**Document segment**
——

Brig.-Gen. O'Brien: Like most reservists and citizen soldiers, there is a mutual contribution of skill sets and expertise and a sense of duty and responsibility that flows both ways, both to the Government of Canada as a ranger and to their community as a community leader. I believe that in most of the communities, especially the Aboriginal communities, the rangers are themselves the community leaders.

I see this as an important dynamic in terms of maintaining the capability of rangers. The strength of the rangers to me is that community link that they have and that ability to operate within the tough parts of the country where only they seem to survive.

Senator Nolin: Is that philosophy of relation particular to the rangers or do you want us to understand that it is the same philosophy for the entire reserve?

Brig.-Gen. O'Brien: Well, Gary O'Brien believes that it is an important perspective of the entire fabric of the reserve service across the country.

Senator Nolin: You are not alone.

Brig.-Gen. O'Brien: The citizen soldiers, who contribute so much to the security of this country, including operations in Afghanistan today, are integral members of their community and provide that vital connection with Canadians where there are not any regular forces in place. This contribution has been recognized by the Armed Forces, by the CF, as being valuable. I see investments from the CF across the reserve. I see investments by communities in their reserve units. I would say that it is critical to the survival of the reserve institution. I can only speak about the army's reserve. The maintenance of that link with your community is critical. In communities where those links are not as strong as they once were, that effort needs to be done through army reserve transformation, which is another part of my responsibilities.

The Chair: We have come around it a little. When you talk about providing support to sovereignty operations and the line between sovereignty and security, is there some way you define that as part of the training.

Brig.-Gen. O'Brien: That is a tough question, senator. There is a blurry line between sovereignty and a security operation. The rangers are not involved in law enforcement. They are precluded in peacetime from participating with law enforcement outside the provision of what they do. It is a very fine line. The operational commanders, especially General Millar, have proved to be excellent operational commanders in understanding that fine line, in combination and coordination with all the other government agencies. Those agencies include the Coast Guard, the RCMP and Canada Customs. They must ensure that there is an integrated security view and the place of the rangers in that. I would say that this is not an easy thing, and I am pleased with the way it is being handled in Joint Task Force (North). Certainly, the rangers who are active and involved in all the training opportunities and all of the operations that are conducted at Joint Task Force (North) provide for a learned understanding of the line between sovereignty and security operations.

The Chair: You would not describe it as an issue.

Brig.-Gen. O'Brien: I do not believe it is an issue.

Senator Dallaire: The class A reservists in the South are guaranteed training of what used to be about 39 days a year, plus perhaps summer training, and I suppose the figure is the same now. Class A reservists are in their unit lines, in an armoury, with all the support from the supporting base, and they get all the social support from the local communities and so on.

——

**Extracted information**
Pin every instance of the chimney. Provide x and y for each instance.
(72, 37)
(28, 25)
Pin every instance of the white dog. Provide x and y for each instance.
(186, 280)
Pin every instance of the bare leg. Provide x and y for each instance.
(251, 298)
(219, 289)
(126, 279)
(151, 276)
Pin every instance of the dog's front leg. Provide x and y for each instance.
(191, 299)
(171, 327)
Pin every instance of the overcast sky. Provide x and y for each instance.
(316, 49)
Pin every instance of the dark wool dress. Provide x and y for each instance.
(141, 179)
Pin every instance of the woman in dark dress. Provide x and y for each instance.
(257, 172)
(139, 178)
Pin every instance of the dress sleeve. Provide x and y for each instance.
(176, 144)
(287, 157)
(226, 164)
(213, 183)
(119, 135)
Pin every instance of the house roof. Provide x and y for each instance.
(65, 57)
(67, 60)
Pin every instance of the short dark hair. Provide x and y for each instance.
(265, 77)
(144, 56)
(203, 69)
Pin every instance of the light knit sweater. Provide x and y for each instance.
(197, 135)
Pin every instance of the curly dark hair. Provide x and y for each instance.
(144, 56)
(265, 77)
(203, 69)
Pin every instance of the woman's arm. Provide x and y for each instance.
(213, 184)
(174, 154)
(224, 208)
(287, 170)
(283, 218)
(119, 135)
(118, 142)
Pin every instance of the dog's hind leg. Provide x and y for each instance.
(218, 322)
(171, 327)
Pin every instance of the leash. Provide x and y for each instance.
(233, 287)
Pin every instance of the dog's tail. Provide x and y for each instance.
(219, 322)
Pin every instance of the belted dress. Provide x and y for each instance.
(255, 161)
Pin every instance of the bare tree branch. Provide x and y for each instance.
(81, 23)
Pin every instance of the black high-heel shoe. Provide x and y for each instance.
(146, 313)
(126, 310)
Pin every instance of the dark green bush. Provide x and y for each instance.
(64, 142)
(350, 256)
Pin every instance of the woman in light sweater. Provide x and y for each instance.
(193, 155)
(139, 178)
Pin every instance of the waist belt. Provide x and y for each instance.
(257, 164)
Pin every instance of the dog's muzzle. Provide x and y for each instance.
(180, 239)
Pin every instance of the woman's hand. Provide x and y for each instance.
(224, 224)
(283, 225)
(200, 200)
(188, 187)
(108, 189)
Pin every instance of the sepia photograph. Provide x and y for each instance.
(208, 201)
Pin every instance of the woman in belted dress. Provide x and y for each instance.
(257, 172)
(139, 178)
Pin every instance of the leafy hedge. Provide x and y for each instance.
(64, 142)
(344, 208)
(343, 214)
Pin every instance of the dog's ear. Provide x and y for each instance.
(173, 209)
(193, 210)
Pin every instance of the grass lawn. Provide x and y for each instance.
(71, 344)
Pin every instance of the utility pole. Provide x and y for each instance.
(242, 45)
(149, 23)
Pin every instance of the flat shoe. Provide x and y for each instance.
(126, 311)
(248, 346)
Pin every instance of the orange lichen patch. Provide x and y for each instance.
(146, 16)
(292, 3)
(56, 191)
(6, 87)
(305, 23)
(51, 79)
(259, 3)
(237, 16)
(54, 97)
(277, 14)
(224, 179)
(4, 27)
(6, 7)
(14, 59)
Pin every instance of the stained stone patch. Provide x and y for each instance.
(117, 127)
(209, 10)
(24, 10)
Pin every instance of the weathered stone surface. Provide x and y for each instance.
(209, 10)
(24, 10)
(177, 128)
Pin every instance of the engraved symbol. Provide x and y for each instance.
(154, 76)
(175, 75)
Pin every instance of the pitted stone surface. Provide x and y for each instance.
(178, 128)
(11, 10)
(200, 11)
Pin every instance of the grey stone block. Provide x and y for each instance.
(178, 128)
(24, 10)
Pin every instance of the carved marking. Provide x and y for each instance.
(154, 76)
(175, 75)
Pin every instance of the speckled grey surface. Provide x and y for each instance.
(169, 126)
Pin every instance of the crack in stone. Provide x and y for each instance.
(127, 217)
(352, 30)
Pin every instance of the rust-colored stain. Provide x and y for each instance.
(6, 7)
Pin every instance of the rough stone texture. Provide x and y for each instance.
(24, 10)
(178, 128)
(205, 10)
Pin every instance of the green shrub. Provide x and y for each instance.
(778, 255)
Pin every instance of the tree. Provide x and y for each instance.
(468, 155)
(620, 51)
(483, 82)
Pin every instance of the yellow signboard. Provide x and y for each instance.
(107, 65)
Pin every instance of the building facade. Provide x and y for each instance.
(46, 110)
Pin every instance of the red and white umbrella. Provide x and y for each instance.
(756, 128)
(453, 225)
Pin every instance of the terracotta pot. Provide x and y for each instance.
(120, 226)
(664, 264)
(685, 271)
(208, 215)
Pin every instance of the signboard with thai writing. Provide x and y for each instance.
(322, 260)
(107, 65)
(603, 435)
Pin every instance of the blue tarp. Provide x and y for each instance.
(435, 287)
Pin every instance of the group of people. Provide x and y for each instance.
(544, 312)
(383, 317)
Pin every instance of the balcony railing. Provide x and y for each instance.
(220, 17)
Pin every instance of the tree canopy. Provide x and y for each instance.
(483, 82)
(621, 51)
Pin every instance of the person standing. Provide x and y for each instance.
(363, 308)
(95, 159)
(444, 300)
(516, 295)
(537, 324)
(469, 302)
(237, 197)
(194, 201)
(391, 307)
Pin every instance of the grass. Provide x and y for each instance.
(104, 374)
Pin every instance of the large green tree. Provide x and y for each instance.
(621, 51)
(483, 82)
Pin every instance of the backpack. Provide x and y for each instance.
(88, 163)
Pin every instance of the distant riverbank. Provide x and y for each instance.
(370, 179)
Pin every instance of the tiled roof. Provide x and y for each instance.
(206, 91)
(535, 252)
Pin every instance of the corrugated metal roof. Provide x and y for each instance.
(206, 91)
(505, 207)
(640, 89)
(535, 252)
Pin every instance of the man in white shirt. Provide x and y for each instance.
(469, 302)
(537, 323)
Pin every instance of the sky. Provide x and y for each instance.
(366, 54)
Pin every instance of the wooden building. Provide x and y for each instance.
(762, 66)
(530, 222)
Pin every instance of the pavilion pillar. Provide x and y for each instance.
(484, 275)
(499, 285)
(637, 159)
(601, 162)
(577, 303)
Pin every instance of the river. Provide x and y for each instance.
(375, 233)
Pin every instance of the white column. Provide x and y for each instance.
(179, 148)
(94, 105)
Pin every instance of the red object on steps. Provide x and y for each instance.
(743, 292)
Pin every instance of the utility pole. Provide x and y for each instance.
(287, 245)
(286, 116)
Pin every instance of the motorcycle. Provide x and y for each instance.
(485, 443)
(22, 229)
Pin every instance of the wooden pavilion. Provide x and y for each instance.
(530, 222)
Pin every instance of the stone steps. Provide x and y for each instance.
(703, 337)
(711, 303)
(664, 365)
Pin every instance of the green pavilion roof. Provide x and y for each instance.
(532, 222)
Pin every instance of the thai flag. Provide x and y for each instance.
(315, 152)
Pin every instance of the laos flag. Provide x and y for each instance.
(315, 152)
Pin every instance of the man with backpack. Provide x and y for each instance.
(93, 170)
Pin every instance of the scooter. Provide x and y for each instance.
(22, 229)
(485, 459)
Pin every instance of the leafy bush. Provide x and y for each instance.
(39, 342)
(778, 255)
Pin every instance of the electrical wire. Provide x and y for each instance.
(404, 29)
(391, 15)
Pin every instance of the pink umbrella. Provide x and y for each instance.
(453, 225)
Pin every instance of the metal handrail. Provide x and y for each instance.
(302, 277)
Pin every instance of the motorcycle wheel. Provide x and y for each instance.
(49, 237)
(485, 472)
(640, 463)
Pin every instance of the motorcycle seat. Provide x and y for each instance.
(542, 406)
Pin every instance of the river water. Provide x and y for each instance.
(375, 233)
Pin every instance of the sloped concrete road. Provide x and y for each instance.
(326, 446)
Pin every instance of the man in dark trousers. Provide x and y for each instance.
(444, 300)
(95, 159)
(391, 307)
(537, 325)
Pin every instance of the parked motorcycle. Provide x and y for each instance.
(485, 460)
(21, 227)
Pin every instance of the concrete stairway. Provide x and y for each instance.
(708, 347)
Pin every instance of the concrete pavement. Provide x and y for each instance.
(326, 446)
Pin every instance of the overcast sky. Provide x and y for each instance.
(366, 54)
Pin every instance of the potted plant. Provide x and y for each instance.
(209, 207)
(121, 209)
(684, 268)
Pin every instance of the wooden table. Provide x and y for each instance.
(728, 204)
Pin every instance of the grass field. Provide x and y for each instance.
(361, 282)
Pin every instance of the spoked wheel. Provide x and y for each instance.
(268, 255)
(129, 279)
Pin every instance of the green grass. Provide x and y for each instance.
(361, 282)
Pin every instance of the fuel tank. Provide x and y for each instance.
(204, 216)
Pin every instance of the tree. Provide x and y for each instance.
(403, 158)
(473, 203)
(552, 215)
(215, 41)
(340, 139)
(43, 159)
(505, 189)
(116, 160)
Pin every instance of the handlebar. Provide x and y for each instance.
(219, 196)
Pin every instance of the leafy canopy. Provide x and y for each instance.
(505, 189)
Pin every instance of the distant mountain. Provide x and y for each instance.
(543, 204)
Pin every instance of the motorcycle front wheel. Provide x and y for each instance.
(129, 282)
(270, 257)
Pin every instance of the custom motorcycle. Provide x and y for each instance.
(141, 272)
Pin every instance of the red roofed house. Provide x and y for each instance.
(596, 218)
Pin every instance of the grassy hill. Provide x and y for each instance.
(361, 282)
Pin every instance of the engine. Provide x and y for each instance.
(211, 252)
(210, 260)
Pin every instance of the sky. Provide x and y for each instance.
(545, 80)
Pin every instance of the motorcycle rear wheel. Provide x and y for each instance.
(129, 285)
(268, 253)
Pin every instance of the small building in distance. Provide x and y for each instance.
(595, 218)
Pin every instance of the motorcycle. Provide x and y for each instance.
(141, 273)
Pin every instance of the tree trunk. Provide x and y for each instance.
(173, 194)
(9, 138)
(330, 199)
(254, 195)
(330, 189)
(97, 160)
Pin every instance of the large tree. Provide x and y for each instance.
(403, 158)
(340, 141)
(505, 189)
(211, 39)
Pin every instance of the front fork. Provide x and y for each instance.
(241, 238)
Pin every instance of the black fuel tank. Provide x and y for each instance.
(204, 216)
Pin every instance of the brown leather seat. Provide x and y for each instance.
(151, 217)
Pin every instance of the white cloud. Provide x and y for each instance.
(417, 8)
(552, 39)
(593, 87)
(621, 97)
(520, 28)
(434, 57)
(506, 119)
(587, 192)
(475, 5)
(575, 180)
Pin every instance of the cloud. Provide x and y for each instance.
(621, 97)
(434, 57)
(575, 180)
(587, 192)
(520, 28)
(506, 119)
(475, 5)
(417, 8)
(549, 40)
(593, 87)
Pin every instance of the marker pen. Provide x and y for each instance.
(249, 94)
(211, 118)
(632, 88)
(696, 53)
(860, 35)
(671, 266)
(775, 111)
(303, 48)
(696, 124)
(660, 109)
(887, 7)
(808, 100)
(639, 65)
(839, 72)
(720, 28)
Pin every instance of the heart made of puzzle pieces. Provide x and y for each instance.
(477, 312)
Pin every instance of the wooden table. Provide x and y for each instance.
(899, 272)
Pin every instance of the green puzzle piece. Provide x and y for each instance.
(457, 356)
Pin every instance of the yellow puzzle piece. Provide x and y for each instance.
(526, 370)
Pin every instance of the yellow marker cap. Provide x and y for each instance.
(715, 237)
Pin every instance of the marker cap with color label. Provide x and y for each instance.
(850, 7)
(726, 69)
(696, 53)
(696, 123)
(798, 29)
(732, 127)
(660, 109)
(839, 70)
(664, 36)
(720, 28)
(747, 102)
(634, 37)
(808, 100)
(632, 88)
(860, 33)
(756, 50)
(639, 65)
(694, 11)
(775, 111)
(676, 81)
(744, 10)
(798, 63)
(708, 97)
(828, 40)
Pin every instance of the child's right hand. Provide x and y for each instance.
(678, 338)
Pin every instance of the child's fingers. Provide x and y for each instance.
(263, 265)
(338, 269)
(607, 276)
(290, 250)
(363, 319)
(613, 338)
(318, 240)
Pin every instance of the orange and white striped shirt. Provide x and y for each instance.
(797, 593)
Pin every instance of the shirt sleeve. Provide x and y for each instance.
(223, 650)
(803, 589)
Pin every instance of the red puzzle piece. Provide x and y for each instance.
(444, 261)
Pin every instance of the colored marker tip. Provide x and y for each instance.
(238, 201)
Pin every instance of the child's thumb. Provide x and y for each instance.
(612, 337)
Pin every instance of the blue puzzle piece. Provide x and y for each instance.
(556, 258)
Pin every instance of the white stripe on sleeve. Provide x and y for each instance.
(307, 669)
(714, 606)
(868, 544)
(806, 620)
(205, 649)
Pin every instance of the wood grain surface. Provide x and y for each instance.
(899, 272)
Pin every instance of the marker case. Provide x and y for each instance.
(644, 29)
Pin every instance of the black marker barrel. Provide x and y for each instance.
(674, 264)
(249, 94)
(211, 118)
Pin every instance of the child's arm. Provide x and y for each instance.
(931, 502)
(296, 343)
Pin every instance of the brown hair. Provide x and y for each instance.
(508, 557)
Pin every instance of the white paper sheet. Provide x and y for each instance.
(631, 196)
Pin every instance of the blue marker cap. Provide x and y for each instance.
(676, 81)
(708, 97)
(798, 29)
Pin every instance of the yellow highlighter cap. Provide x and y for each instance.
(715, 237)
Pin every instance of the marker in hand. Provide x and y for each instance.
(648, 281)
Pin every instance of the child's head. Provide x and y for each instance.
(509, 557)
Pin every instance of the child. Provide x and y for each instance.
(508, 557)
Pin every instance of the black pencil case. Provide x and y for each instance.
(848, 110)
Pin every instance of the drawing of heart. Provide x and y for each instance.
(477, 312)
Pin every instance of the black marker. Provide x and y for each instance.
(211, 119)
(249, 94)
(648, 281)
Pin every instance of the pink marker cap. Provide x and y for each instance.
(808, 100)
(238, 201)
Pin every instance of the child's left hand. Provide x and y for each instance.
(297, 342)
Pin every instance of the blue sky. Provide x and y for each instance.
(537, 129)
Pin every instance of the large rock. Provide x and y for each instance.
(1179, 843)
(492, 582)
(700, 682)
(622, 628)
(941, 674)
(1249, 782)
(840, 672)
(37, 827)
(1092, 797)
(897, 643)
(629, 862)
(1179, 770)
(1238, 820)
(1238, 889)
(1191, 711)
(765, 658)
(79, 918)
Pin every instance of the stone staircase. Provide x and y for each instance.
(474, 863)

——

**The tasks**
- 1) Report every line in the records that contains the word "leafy", copying each such line in full.
- 2) Extend the hearing transcript on the rangers and the army reserve, picking up after its last sentence.

**Exercise results**
- 1)
Pin every instance of the leafy hedge. Provide x and y for each instance.
Pin every instance of the leafy bush. Provide x and y for each instance.
Pin every instance of the leafy canopy. Provide x and y for each instance.

- 2)
Now we have the rangers who are in isolated areas. If I am not mistaken, in 1995, when I was commanding in the Quebec area, they were getting 12 days a year. We seem to be paying them only 12 days a year. Yet, we know there are more and more jobs and tasks, and God knows what will happen in the future. Should they not be getting more social support and more class A days?

It seems that we are getting a very good deal, which is not particularly ethical. We are using their natural skills, but they have to keep training their natural skills, and that is what we want. We are getting it free and only giving them 12 days a year, while we should be reinforcing what they are doing naturally plus helping them with the junior rangers and giving them 30, 40, or 50 class A days a year. Would that not be more responsible? I would not say we are ripping them off, but I do not think we are not giving them an honest deal.

Brig.-Gen. O'Brien: I beg to disagree. I think the rangers are getting an excellent deal. Here is the perspective. They are rangers because they bring their intuitive, unique skill sets to the country in terms of providing CF capability. Whenever a ranger goes to work or on a mission or does anything for the military, he or she is compensated. In fact, we just revised some of our policies to ensure that the compensation includes snowmobiles that fall through the ice and fuel and so forth.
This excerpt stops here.